* Records for the task:
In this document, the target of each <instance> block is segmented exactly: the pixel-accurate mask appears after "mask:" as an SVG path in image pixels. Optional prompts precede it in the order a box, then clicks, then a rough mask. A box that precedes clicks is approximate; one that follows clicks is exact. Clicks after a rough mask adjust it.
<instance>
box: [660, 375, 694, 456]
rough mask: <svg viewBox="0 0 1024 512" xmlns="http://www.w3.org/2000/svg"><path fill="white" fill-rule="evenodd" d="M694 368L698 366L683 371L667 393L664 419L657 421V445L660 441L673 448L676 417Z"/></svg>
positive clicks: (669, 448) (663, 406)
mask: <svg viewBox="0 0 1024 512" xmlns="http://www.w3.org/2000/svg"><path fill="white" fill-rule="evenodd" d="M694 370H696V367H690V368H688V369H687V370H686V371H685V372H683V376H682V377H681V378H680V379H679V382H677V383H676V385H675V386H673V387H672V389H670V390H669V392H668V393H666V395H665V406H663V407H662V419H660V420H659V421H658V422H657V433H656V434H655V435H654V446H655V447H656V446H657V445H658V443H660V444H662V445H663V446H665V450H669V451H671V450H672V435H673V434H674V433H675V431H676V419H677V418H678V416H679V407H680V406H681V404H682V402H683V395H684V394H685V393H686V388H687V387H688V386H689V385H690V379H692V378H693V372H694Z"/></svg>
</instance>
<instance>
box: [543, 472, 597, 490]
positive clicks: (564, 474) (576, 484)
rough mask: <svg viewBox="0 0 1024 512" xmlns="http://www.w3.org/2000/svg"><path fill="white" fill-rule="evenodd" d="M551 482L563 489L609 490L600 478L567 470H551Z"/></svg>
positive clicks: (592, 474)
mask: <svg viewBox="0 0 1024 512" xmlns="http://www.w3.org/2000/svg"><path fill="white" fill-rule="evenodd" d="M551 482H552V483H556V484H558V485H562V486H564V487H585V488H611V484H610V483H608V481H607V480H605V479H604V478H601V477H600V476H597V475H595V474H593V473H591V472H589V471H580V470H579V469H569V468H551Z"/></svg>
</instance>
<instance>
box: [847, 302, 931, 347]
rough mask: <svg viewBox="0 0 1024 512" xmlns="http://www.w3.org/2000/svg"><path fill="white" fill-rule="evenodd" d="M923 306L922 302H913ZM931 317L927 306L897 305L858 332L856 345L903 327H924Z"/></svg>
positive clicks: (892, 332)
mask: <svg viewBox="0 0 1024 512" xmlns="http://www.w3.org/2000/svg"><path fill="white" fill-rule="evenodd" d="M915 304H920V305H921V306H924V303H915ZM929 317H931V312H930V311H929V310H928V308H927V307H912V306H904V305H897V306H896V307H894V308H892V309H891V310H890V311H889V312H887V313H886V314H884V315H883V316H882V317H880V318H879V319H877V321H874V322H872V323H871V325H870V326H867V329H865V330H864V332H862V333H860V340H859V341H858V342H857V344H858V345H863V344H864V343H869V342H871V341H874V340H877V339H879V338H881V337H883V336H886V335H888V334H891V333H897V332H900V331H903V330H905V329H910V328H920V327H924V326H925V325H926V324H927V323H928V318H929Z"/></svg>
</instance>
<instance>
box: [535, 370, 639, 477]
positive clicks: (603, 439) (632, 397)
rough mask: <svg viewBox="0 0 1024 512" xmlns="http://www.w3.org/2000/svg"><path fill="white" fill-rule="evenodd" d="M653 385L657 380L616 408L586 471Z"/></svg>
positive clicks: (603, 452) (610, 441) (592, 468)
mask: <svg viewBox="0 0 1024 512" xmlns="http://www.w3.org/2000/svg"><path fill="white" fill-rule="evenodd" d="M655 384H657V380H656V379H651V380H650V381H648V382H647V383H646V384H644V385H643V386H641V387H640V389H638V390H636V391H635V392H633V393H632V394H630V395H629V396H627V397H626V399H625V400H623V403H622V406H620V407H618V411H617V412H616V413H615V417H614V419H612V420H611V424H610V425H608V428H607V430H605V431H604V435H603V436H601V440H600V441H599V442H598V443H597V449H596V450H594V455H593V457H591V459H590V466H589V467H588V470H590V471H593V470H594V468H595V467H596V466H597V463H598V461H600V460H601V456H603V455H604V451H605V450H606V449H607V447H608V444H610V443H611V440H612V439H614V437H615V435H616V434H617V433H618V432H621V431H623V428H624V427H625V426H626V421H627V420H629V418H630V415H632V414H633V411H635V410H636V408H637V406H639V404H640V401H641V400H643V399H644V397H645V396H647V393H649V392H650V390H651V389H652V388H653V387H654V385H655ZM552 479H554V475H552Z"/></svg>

* Your goal:
How many lines of the data above contain the word "clicks", with case counting? Give only the number.

* Written reply:
7